Research

(This site is not currently up to date)

Data Science

Data science has become this buzzword many a people use when they actually mean applying statistics. I am a huge fan of applying statistics, particularly statistical models to gain insights from datasets or to examine how different variables covary (e.g. neural activity during behaviour). I hope to clean up some code and upload it to github soon, and publish some of my kernels on kaggle.

python (pandas, scikit, numpy, etc.)
CI/CD (cometML, Jenkins, GitLab...)

Publications

Dhole, K. D., Gangal, V., Gehrmann, S., Gupta, A., Li, Z., Mahamood, S., ..., Tolkiehn, M., ... & Zhang, Y. (2021). NL-Augmenter: A Framework for Task-Sensitive Natural Language Augmentation. arXiv preprint arXiv:2112.02721.

Srivastava, A., Rastogi, A., Rao, A., Shoeb, A. A. M., Abid, A., Fisch, A., ..., Tolkiehn, M., ..., & Kim, H. (2022). Beyond the Imitation Game: Quantifying and extrapolating the capabilities of language models. arXiv preprint arXiv:2206.04615.

Talks

Tolkiehn, M., (Jan 2018). What can we learn from Telecommunication Data? Talk at Valantic GmbH Hamburg, Germany

Neuroscience - Cerebellar Circuitry

Investigation of learning mechanisms in the intact brain in Dr Paul Chadderton's Laboratory.

The cerebellum hosts about 5 times as many neurons than the cerebral cortex (21-26 billion neurons in cerebral cortex, Pelvig et al., 2008, in contrast to 101 billion neurons in the cerebellum, Andersen et al., 1992), yet it occupies only about a fifth of the space. It is implied in many aspects of motor control such as smooth movements, yet a complete lack of cerebellum can be in parts compensated for by the rest of the brain.

■ Supplied material ■

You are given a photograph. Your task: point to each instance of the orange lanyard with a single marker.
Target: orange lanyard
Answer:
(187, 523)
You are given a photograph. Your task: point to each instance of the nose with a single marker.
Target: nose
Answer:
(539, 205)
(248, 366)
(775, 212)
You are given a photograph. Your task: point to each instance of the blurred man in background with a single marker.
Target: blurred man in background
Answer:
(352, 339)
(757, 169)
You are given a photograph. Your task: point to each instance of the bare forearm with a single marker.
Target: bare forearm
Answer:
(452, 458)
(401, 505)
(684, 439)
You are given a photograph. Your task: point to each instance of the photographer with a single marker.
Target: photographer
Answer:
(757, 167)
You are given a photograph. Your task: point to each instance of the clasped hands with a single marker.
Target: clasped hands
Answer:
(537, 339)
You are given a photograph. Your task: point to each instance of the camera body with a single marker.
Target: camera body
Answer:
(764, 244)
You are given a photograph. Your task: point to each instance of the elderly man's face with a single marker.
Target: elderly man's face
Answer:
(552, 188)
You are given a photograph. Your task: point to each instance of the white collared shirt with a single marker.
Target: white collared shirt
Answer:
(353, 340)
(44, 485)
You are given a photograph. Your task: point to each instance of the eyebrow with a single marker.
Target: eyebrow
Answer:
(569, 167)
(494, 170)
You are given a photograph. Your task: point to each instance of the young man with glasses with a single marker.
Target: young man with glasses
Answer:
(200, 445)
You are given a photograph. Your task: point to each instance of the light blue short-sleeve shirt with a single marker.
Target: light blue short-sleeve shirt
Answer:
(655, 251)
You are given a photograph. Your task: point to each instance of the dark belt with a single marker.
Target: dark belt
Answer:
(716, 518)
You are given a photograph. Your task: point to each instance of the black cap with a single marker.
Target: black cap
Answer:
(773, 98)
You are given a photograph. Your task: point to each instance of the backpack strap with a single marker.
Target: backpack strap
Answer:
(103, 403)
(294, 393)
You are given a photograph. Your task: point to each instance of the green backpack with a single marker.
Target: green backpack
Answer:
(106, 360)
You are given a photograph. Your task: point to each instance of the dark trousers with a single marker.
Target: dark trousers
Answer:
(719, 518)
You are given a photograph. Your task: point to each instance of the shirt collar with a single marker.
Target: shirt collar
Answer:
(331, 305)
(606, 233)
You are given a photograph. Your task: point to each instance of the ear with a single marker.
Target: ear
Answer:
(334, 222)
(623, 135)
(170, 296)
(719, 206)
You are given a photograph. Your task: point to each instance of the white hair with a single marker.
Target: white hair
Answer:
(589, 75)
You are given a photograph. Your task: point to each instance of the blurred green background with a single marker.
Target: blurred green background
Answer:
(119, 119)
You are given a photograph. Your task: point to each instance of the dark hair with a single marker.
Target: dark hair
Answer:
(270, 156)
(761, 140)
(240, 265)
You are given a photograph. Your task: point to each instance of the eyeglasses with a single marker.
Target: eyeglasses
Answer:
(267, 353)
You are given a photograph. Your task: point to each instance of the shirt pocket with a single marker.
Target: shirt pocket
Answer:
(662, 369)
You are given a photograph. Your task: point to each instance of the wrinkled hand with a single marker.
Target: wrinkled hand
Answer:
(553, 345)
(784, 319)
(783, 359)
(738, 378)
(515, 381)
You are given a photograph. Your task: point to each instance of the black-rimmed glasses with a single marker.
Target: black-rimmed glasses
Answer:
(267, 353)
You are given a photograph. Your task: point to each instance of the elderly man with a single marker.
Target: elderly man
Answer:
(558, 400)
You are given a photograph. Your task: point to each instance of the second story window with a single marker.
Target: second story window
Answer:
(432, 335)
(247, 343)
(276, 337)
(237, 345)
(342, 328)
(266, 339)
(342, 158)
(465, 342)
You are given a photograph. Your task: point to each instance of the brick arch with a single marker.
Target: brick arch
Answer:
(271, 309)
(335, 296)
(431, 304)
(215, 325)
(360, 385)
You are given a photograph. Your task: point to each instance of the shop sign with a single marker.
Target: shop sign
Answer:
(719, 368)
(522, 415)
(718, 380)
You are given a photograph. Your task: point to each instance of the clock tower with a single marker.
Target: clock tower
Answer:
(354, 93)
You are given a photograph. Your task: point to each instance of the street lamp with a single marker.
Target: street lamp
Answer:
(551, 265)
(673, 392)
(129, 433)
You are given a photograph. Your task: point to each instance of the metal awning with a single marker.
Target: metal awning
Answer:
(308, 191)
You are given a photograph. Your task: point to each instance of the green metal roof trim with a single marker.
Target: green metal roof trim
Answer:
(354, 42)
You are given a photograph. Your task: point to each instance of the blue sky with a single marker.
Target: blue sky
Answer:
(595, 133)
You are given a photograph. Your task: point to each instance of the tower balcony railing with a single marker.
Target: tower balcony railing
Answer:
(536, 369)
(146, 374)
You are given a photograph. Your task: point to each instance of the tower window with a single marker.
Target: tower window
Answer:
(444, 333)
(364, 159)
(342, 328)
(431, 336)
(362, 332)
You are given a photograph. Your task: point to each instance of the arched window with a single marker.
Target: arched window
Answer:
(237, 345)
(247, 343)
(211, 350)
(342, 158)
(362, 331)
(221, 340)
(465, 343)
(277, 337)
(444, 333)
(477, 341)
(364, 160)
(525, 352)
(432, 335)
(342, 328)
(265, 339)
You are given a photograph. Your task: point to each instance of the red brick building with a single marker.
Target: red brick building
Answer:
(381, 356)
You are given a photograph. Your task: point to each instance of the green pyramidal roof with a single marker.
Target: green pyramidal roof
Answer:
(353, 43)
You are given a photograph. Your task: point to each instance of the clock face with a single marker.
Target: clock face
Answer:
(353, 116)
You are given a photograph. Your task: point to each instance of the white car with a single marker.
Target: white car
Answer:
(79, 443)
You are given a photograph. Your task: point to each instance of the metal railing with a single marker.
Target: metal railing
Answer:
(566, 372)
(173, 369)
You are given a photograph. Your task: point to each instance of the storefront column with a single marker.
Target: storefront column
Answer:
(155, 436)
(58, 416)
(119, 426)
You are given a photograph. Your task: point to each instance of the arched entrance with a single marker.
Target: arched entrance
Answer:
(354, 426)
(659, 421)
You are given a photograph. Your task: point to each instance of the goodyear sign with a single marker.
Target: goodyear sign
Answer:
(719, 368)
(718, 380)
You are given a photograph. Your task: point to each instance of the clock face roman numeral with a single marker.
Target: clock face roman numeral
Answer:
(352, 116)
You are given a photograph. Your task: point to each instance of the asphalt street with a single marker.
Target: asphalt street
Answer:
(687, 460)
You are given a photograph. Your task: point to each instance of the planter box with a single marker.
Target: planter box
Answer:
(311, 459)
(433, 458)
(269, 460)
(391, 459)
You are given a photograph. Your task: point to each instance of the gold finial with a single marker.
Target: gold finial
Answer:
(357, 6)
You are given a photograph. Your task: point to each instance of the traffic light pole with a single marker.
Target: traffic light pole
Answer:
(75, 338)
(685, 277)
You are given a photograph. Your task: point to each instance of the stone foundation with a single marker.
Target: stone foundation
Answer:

■ Work task ■
Copy out the research page at the top, word for word, from start to finish.

■ Solution to the problem ■
Research

(This site is not currently up to date)

Data Science

Data science has become this buzzword many a people use when they actually mean applying statistics. I am a huge fan of applying statistics, particularly statistical models to gain insights from datasets or to examine how different variables covary (e.g. neural activity during behaviour). I hope to clean up some code and upload it to github soon, and publish some of my kernels on kaggle.

python (pandas, scikit, numpy, etc.)
CI/CD (cometML, Jenkins, GitLab...)

Publications

Dhole, K. D., Gangal, V., Gehrmann, S., Gupta, A., Li, Z., Mahamood, S., ..., Tolkiehn, M., ... & Zhang, Y. (2021). NL-Augmenter: A Framework for Task-Sensitive Natural Language Augmentation. arXiv preprint arXiv:2112.02721.

Srivastava, A., Rastogi, A., Rao, A., Shoeb, A. A. M., Abid, A., Fisch, A., ..., Tolkiehn, M., ..., & Kim, H. (2022). Beyond the Imitation Game: Quantifying and extrapolating the capabilities of language models. arXiv preprint arXiv:2206.04615.

Talks

Tolkiehn, M., (Jan 2018). What can we learn from Telecommunication Data? Talk at Valantic GmbH Hamburg, Germany

Neuroscience - Cerebellar Circuitry

Investigation of learning mechanisms in the intact brain in Dr Paul Chadderton's Laboratory.

The cerebellum hosts about 5 times as many neurons than the cerebral cortex (21-26 billion neurons in cerebral cortex, Pelvig et al., 2008, in contrast to 101 billion neurons in the cerebellum, Andersen et al., 1992), yet it occupies only about a fifth of the space. It is implied in many aspects of motor control such as smooth movements, yet a complete lack of cerebellum can be in parts compensated for by the rest of the brain.